• **WORK ORDER**: Without any of the pictures, print every record below exactly.
MATERIAL FOR THIS TASK Block Start
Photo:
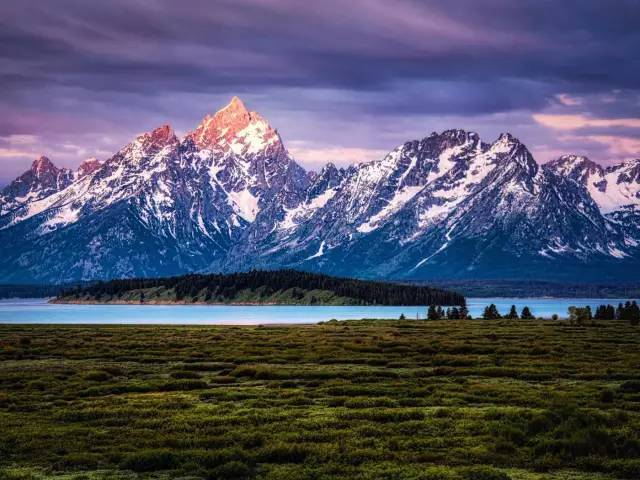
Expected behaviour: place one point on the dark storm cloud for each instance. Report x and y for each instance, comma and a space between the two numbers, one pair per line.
114, 68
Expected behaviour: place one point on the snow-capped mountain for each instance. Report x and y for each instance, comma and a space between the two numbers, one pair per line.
228, 196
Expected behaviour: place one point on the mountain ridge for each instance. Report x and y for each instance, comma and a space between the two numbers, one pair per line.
228, 196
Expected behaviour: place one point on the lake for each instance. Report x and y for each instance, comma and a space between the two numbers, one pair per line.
39, 311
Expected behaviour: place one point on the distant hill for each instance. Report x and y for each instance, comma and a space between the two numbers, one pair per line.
288, 287
523, 288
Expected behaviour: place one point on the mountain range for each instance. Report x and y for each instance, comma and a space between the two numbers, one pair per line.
228, 196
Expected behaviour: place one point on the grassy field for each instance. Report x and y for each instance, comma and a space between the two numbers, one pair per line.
448, 400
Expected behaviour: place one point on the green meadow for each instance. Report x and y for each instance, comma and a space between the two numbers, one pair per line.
428, 400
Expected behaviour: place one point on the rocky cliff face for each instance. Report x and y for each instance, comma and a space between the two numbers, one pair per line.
228, 196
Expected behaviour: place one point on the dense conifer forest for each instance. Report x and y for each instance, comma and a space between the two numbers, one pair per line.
263, 286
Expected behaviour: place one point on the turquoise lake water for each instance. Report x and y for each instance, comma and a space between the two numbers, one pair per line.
39, 311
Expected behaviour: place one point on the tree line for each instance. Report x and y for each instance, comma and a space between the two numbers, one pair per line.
227, 286
629, 311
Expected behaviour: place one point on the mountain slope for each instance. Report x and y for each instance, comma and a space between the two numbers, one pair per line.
228, 196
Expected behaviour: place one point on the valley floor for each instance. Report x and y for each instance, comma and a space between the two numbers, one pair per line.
457, 400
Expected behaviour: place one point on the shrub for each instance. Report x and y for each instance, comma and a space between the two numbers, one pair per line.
483, 473
149, 460
230, 470
97, 376
607, 396
180, 374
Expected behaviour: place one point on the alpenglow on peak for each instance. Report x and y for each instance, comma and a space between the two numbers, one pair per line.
234, 128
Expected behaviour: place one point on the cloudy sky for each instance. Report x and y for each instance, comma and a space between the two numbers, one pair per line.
342, 81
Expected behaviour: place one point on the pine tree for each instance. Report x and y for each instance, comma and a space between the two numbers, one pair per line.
634, 313
491, 313
526, 314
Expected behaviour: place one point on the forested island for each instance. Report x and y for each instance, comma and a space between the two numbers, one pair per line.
284, 287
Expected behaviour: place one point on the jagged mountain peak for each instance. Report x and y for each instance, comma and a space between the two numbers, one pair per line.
576, 167
42, 166
159, 137
88, 166
237, 130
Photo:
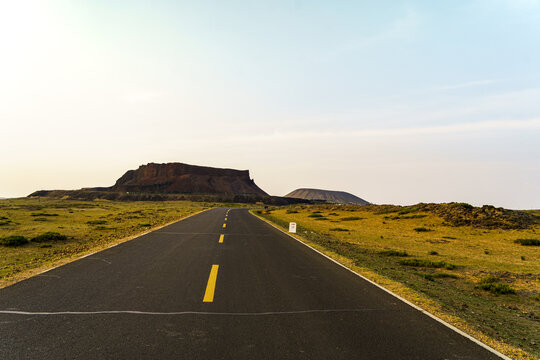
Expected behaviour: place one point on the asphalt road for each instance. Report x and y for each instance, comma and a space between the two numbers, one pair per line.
MATERIAL FOR THIS TASK Block End
• **ANSWER BELOW**:
Photo:
Expected behaviour: place one point on the dark storm cloud for each instance. Report x and y for each instance, comma and a space between the two numbers, one pair per line.
114, 68
Expected behaviour: place one point on the snow-capped mountain for each instance. Report x and y for each instance, comma and a space between the two numbers, one pair per line.
228, 196
Expected behaviour: place one point on the mountain ridge for each instance. Report x and y for each instance, comma and a space between the two numbers, one pair per line.
228, 196
Expected behaviour: place one point on the lake for each instance. Report x and y for each instance, comma and a space between the two numbers, one pair per line.
39, 311
Expected behaviour: place one point on the distant hill for each instance. Report x and y for each instance, comma and a space between the two numbers, one pair per line.
288, 287
523, 288
Expected behaviour: place one point on the mountain range for each instance. Report x and y for each instance, comma and a space between the two numbers, one pair per line.
228, 196
Expected behaviour: place one point on the grassy field for each instance. Report x and y for each instance, comma and a space between the two numbers, one pair per line.
448, 400
Expected behaviour: place one point on the green meadow for each instance. Report x and y for each instance, comma and a space between the two numbers, one pair per line.
428, 400
Expected behaviour: place one point on the rocky cliff face for each instance. Report x and y for each instance, comma and a space between the two numbers, one pair per line.
228, 196
Expected behaviour: place one point on the dense conifer forest for each instance. Report x and y for each instance, comma and a space between the two numbers, one pair per line.
263, 286
Expected behaviour: place one point on the turquoise lake water for each instance. Report x and y for each instance, comma and a space between the two numbers, one pair per line.
39, 311
Expected behaviour: place one point on the tree line for each instance. Report x and y for each instance, comma and a space between the two numbers, one pair per line.
227, 286
629, 311
Expected behaviour: place one point on the mountain slope for each instance. Report x and y for each instance, comma and a space between the two numbers, one pair per line.
228, 196
Expected behaviour: place one point on the valley floor for each instance. Report x and y for each instance, comma and a space between the two numbers, one pair per line.
457, 400
Expected behaviour: place one point on the shrub for each instance. Report x and y for each instance, comma and a space between the two numbers, one pair per line.
483, 473
149, 460
230, 470
97, 376
607, 396
180, 374
Expected behaviour: place one point on the alpenglow on peak for each instance. Report x and y for each instance, comma and a space between the two numbers, one pair per line.
234, 128
Expected behaviour: place one point on the cloudy sky for each instance. Report x and y for each instance, comma and a space between the two numbers, one pair per line.
342, 81
Expected behaviour: place one point on the pine tree for each instance. Report x and y for each instance, comma and a space between the two numbers, one pair per line.
634, 313
491, 313
526, 314
Expected behaviour: place one point on the forested island for each instance. Report x and y for each instance, comma and a space between the two numbers, one pair per line.
284, 287
Expected behaviour: place one point on the jagged mountain peak for each instance. Report x and y for each instance, comma and a space between the two numbers, one pair per line.
576, 167
42, 166
159, 137
88, 166
237, 130
Photo:
Expected behaviour: place one point on the asphalt road for each instance. Report x and y for each instance, comma and a space between the two numbers, one pair per line.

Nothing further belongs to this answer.